Scientific classification
- Kingdom: Plantae
- Clade: Tracheophytes
- Clade: Angiosperms
- Clade: Monocots
- Order: Alismatales
- Family: Araceae
- Genus: Symplocarpus
- Species: S. foetidus
- Binomial name: Symplocarpus foetidus (L.) Salisb. ex W.P.C.Barton
- Synonyms: Dracontium foetidum L.; Spathyema foetida (L.)Raf.; Pothos foetidus (L.) Aiton; Ictodes foetidus (L.) Bigelow; Pothos putorii Barton; Spathyema angusta Raf.; Spathyema lanceolata Raf.; Spathyema latifolia Raf.; Symplocarpus foetidus f. variegatus Otsuka;

= Symplocarpus foetidus =

- Genus: Symplocarpus
- Species: foetidus
- Authority: (L.) Salisb. ex W.P.C.Barton
- Conservation status: LC
- Synonyms: Dracontium foetidum L., Spathyema foetida (L.)Raf., Pothos foetidus (L.) Aiton, Ictodes foetidus (L.) Bigelow, Pothos putorii Barton, Spathyema angusta Raf., Spathyema lanceolata Raf., Spathyema latifolia Raf., Symplocarpus foetidus f. variegatus Otsuka

Species of flowering plant

Symplocarpus foetidus, commonly known as skunk cabbage or eastern skunk cabbage (also swamp cabbage, clumpfoot cabbage, or meadow cabbage, foetid pothos or polecat weed), is a low-growing plant that grows in wetlands and moist hill slopes of eastern North America. Bruised leaves present an odor reminiscent of skunk.

Symplocarpus combines the Greek word symploce, meaning "connection" and carpos, meaning "fruit", to indicate that the plant has a compound fruit.

Linnaeus gave the plant its species name of foetidus, Latin for "bad-smelling". The plant produces a strong odor, which is repulsive to many but sometimes described as smelling like "fresh cabbage with a slight suggestion of mustard". The odor increases in intensity over time, as the plant matures, likely due to increased ripeness in the plant's stamens.

== Description ==
The plant grows from a thick rhizome, typically measuring 30 cm. It has leaves that are large, each 40–55 cm long and 30–40 cm wide. Blooming early in the spring, just its blossoms can be seen above the mud.

The plant is generally pulled back into the earth as it develops every year. The roots permanently wrinkle up due to their contractile activity. Particularly towards the top or older end of older roots, these marks or wrinkles have an odd ring-like appearance. As time elapses the entire stem is buried below ground and the plant becomes practically impossible to dig up.

The spathe, which is 10–15 cm tall and comes in a variety of colours, contains a spadix that is 5–10 cm long in which the flowers reside. While older spathes develop a darker general color with purple smears, younger spathes have a yellowish-green color. Due to thermogenic properties, spathes can melt the surrounding ice in a circle around the spathe. The spathes are hood-like or shell-like in shape. Their mottling closely mimics the fluttering lights and hues frequently observed on underbrush as the sun passes through the leaves of the trees above. On the forest floor, this usually makes it difficult to observe them.

Study questions:
(1) Sum up the skunk cabbage text in two sentences.
(2) Copy out, word for word, the part of the skunk cabbage text that starts with the words containing "The plant is" and ends with "impossible to dig up.".

Source information:
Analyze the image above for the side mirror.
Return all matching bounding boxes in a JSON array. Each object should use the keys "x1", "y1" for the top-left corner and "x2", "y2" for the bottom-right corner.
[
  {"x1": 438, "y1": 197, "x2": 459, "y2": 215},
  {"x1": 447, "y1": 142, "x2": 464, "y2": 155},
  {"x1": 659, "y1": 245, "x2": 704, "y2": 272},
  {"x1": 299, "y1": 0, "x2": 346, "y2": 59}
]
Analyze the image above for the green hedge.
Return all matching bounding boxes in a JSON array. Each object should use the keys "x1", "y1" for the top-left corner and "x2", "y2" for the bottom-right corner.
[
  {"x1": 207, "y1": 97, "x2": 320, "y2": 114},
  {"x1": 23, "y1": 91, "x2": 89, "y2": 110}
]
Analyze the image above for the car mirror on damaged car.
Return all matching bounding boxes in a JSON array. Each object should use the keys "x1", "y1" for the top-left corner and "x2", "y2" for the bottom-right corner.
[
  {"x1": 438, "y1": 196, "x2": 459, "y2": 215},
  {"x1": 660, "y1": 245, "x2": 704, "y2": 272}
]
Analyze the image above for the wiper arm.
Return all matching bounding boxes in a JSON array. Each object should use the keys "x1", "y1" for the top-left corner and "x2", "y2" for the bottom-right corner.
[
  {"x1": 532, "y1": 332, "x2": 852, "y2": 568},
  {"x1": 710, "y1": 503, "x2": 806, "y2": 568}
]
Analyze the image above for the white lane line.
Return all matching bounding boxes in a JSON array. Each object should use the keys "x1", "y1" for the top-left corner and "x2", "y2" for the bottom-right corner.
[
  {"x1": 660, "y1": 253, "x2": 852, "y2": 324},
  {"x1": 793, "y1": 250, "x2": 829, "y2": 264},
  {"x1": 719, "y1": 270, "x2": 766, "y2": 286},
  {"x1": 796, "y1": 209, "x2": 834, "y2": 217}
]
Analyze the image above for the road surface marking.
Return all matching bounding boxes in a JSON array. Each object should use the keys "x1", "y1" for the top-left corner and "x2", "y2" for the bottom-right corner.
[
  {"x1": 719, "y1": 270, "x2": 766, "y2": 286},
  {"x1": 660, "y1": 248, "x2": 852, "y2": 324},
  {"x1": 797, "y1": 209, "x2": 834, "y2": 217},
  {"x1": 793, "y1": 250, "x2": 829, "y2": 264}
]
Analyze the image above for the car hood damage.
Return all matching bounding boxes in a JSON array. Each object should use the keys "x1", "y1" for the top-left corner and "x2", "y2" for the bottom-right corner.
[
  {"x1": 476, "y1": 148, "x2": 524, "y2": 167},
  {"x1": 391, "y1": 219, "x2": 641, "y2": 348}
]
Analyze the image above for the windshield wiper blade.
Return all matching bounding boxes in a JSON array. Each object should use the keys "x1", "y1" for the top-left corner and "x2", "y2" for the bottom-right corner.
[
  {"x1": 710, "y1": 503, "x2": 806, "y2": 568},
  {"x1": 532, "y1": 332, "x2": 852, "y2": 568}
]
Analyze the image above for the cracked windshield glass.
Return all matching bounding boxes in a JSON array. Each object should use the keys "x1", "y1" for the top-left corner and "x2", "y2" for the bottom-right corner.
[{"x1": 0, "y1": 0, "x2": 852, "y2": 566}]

Exercise results:
(1) Symplocarpus foetidus, known as skunk cabbage, is a low-growing plant of wetlands and moist hill slopes in eastern North America, and Linnaeus gave it the species name foetidus, Latin for "bad-smelling," because of its strong odor. It grows from a thick rhizome that is pulled back into the earth each year, and its hood-like, mottled spathes, which can melt the ice around them, hold a spadix where the flowers grow.

(2)
The plant is generally pulled back into the earth as it develops every year. The roots permanently wrinkle up due to their contractile activity. Particularly towards the top or older end of older roots, these marks or wrinkles have an odd ring-like appearance. As time elapses the entire stem is buried below ground and the plant becomes practically impossible to dig up.